EXTRACT:
==============================
Getting America on a Diet That Works
Obesity has become a danger far greater than hunger. Yet amid the alarming stories about its harm to America’s health and economy, one bit of information has been drowned out: The percentage of U.S. adults who are obese appears to have plateaued.
According to data from the National Health and Nutrition Examination Survey, which measures the heights and weights of a representative sample of almost 6,000 Americans, the prevalence of obesity in 2009-2010 was essentially the same as in 2003- 2008. Given that the rate had doubled from 1980 to 2000, this is positive news.
It should not, however, be reason to give up the fight. Rather, the findings lead us to twin conclusions: We can make gains against obesity, and we should find ways to accelerate that progress.
The U.S. prevalence remains disastrously high: Thirty-six percent of adults (78 million) and almost 17 percent of children (12.5 million) weigh enough in relation to their height to be considered obese. For Hispanic and Mexican-American women, the prevalence is more than 40 percent, and for black women, it’s over 58 percent.
The health risks are unambiguous: diabetes, heart disease, stroke, breast and colon cancer, liver and gallbladder disease, sleep apnea, osteoarthritis and infertility. Treating these and other problems costs $190 billion a year, more than a fifth of the nation’s medical bill.
Why We’re Heavy
Many causes have been clearly identified: Our plates bulge with dense, starchy, high-calorie foods, but hold fewer fruits and vegetables than nutrition guidelines recommend. We eat out and order in more than ever, as both parents work outside the home. Our office jobs are sedentary. Kids sit around indoors too much. We spend a great deal of time watching TV, moving little and absorbing ads for all sorts of cheap, sugary, salty foods.
As a species, we lack biological mechanisms to block our appetites at the point when we’ve eaten enough or, having overeaten, to hunger less for the next meal. To the contrary, our bodies are naturally adept at gaining fat.
Conquering obesity will require changing our “obesogenic” culture in such a way as to steer people, en masse, away from fattening habits and lead all of us to choose healthy foods in modest portions, and become more active.
This cannot be accomplished with one sweeping national policy, although the federal government can push for some useful changes. The 2010 health-care reform law, for example, requires restaurants and vending-machine operators with at least 20 locations to list the calorie content of their standard menu items. The Food and Drug Administration is working out the rules to make this happen.
The FDA is also working to update its labeling requirements for packaged food, aiming in part to make calorie information more prominent, on the front of the package. Britain has created a model for this, with its voluntary front-of-package labels in traffic-light colors: Fat, saturated fat, sugar and salt content are given with rankings of green for low, amber for medium and red for high.
==============================
Items listed in a dataset:
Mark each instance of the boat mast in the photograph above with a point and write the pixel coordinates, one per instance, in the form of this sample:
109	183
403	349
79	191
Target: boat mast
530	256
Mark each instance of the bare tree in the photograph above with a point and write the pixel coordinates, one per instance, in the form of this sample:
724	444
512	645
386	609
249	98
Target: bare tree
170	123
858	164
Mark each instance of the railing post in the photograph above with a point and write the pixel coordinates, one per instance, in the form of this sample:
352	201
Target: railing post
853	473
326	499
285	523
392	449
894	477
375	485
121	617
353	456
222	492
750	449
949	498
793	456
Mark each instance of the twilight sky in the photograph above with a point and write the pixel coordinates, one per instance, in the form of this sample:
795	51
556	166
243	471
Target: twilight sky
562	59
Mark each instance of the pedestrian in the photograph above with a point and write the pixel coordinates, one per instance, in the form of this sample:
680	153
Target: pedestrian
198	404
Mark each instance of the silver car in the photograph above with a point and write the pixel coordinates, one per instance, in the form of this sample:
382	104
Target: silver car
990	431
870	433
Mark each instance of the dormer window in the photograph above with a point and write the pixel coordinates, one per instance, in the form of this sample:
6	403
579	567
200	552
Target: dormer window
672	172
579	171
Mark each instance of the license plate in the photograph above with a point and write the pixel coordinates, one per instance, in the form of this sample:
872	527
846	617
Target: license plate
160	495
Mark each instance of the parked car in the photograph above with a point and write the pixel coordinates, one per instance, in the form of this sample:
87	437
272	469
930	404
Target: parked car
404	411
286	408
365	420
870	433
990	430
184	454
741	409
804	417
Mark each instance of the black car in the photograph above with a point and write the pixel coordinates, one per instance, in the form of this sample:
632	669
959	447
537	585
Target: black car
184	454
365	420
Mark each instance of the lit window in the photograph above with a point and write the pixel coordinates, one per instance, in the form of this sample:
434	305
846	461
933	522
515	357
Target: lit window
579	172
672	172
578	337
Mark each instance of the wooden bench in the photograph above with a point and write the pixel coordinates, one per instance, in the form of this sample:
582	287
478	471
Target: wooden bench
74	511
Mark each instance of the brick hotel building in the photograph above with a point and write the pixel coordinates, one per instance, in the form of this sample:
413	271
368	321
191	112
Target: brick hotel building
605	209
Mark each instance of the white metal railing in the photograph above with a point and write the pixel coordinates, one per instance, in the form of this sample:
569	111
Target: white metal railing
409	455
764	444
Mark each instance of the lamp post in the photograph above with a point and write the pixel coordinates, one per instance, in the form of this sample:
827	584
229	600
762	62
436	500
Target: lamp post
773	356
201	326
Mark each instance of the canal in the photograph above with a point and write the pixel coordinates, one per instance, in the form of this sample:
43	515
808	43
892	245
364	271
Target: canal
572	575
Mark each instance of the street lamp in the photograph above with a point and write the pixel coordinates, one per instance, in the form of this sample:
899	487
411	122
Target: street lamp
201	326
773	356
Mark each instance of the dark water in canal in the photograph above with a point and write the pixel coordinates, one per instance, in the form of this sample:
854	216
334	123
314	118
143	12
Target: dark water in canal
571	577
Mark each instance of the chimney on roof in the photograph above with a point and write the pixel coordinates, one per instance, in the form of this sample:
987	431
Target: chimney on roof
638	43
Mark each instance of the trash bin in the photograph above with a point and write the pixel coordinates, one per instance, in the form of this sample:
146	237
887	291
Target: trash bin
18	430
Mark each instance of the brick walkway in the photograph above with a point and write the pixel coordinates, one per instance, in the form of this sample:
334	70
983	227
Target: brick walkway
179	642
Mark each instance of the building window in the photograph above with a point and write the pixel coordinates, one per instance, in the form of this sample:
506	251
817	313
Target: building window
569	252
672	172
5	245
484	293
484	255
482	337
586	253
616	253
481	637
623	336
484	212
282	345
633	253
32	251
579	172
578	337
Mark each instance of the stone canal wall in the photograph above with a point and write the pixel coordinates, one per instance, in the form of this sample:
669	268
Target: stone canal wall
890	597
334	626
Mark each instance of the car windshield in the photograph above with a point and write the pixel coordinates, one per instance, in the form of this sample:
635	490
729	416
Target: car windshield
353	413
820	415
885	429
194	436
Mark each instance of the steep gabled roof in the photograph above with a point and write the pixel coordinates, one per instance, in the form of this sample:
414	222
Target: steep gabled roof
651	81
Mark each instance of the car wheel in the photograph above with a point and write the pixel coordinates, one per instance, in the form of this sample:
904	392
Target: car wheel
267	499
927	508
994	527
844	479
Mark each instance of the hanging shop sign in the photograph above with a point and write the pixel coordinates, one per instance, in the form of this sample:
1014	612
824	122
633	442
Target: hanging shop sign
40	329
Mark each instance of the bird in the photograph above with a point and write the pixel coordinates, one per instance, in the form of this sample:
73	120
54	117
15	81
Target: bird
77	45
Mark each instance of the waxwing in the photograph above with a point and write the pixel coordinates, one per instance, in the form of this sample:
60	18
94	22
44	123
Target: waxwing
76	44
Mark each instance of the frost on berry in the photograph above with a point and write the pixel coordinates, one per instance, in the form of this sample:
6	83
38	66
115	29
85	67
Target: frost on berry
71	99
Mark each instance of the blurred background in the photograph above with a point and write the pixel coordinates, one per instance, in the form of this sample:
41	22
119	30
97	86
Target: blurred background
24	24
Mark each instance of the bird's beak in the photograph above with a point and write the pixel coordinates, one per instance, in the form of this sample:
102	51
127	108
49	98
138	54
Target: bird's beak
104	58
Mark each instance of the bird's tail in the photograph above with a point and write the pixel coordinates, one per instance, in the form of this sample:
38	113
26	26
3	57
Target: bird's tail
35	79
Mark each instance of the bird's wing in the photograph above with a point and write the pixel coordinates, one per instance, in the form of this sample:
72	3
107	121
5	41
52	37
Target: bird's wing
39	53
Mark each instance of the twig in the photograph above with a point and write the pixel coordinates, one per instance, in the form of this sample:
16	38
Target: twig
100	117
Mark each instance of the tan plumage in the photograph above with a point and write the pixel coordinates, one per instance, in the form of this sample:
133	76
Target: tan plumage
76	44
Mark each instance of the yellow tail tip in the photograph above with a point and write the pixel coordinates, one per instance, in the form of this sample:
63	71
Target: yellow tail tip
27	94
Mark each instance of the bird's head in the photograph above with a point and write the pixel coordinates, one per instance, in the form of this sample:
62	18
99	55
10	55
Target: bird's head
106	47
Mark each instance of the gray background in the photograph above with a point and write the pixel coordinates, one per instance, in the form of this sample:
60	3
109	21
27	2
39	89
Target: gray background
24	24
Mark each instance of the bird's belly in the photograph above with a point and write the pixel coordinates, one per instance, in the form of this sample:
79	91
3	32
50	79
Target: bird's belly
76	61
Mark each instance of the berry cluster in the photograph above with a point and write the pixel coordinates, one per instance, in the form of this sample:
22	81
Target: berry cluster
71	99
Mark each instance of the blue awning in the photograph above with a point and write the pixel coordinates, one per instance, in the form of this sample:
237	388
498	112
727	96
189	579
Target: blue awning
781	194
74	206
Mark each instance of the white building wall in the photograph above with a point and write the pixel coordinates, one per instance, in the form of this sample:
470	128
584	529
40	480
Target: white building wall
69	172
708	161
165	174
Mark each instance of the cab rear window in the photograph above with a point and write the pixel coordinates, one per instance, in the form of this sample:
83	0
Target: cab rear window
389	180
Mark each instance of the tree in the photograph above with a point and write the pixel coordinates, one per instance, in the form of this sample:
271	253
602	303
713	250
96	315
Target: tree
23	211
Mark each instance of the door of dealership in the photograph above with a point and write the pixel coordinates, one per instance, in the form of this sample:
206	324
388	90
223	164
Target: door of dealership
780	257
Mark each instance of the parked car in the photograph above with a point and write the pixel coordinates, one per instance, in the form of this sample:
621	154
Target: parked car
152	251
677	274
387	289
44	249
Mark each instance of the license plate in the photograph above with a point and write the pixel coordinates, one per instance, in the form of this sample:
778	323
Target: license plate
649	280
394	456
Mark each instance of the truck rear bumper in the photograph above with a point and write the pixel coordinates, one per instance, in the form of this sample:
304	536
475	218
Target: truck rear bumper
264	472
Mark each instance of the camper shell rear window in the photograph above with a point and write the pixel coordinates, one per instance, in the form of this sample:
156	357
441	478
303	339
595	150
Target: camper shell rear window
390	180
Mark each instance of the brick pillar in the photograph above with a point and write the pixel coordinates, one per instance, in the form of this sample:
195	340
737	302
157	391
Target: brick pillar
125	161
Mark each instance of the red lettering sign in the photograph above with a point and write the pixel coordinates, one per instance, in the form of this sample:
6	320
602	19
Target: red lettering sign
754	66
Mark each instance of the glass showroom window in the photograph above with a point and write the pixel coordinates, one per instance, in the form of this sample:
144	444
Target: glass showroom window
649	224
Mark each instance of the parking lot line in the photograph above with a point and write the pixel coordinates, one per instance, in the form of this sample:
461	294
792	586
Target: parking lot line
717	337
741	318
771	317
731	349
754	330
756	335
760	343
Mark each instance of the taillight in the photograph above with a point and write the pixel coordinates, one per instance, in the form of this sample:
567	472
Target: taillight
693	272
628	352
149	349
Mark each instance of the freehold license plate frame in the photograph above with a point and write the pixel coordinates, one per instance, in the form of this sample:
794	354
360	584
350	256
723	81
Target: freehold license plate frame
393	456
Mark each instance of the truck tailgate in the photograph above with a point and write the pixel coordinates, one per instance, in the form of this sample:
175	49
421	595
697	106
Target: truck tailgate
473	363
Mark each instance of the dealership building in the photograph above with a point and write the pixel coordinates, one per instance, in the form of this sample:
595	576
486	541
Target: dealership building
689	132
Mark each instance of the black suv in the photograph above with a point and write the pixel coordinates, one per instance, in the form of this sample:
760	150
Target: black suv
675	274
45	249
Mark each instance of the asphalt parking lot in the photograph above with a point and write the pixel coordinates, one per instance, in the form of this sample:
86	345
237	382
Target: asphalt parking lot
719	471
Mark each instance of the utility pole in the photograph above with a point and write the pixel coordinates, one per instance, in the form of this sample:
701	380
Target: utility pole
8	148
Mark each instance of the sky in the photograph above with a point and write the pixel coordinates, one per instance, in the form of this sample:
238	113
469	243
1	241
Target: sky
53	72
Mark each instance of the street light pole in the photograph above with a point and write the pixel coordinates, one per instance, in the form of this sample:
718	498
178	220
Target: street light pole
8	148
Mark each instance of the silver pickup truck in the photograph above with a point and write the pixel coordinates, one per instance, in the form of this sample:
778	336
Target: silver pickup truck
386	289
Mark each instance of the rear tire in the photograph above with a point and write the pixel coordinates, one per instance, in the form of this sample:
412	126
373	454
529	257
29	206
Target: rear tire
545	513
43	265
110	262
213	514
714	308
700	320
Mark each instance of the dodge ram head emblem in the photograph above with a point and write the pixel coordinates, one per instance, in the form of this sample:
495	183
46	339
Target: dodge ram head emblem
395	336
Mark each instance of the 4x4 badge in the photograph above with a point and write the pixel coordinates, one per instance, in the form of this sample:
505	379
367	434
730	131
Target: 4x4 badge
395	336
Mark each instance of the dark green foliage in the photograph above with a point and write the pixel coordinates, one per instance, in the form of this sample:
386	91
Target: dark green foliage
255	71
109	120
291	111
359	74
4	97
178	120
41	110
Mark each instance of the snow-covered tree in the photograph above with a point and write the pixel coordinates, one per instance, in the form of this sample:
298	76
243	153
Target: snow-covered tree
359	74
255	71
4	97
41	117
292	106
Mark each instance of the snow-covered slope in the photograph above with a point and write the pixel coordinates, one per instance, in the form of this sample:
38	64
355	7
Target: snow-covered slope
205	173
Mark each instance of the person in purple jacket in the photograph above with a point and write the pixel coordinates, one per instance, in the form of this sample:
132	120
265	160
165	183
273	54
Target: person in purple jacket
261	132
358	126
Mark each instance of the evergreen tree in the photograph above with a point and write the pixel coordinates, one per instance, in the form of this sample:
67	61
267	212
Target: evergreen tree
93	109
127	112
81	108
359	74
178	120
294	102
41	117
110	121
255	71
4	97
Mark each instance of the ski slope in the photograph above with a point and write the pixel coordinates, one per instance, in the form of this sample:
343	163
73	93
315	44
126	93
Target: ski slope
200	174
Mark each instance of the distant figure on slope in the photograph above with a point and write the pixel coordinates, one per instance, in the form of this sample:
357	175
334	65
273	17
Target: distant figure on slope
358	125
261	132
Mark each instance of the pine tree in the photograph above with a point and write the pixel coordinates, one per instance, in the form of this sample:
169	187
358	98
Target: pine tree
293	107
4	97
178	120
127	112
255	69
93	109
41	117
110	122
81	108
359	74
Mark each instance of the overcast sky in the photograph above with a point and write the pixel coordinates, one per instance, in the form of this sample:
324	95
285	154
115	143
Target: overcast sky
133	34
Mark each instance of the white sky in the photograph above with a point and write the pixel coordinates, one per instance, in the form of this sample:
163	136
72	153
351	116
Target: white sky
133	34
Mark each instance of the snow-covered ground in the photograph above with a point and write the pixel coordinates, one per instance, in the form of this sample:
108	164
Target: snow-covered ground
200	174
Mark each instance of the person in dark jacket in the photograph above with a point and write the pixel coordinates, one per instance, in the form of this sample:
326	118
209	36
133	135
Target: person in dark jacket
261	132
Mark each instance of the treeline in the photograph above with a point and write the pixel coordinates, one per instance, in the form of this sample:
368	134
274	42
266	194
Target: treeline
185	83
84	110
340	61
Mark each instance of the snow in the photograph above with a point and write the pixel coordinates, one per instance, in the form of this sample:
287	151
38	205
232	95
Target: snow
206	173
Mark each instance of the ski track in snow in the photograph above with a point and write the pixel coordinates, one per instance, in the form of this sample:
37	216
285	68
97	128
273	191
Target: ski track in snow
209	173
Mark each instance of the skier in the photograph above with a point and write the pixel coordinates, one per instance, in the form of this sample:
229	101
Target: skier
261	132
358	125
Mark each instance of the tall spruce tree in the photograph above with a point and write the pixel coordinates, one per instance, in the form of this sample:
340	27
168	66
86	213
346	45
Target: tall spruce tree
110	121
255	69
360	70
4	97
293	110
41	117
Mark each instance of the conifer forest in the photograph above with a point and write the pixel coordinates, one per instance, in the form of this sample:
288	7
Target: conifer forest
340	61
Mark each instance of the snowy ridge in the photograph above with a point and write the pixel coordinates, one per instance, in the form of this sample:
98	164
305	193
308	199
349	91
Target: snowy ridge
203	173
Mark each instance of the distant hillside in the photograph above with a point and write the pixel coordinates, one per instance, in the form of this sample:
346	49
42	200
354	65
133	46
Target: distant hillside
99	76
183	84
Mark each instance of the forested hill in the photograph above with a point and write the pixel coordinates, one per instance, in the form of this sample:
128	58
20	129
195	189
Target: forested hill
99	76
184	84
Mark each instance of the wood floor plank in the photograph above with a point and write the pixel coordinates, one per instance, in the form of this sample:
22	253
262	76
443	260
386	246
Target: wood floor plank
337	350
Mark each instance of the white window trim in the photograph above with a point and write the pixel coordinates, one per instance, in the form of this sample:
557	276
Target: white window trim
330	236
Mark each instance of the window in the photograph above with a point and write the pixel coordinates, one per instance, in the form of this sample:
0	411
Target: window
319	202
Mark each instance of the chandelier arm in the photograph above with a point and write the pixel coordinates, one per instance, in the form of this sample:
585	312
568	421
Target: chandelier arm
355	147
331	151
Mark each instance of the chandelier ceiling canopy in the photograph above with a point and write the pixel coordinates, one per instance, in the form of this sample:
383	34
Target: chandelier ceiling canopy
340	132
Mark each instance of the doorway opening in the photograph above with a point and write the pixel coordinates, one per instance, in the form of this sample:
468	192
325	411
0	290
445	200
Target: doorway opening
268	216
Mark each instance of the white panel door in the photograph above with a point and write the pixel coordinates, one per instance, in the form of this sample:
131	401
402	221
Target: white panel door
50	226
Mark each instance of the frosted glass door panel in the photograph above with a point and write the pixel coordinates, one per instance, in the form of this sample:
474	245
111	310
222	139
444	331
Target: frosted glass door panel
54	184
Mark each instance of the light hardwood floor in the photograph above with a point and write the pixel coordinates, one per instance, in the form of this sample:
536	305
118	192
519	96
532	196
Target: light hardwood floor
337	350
==============================
REQUIRED TASKS:
#1 According to the article on obesity, how much does treating obesity-related health problems cost each year?
#2 Return the part of the article on obesity from "The FDA is also" to "red for high.".
Use only the article on obesity to respond.

ACTIVITY ANSWERS:
#1 It costs $190 billion a year, more than a fifth of the nation's medical bill.

#2
The FDA is also working to update its labeling requirements for packaged food, aiming in part to make calorie information more prominent, on the front of the package. Britain has created a model for this, with its voluntary front-of-package labels in traffic-light colors: Fat, saturated fat, sugar and salt content are given with rankings of green for low, amber for medium and red for high.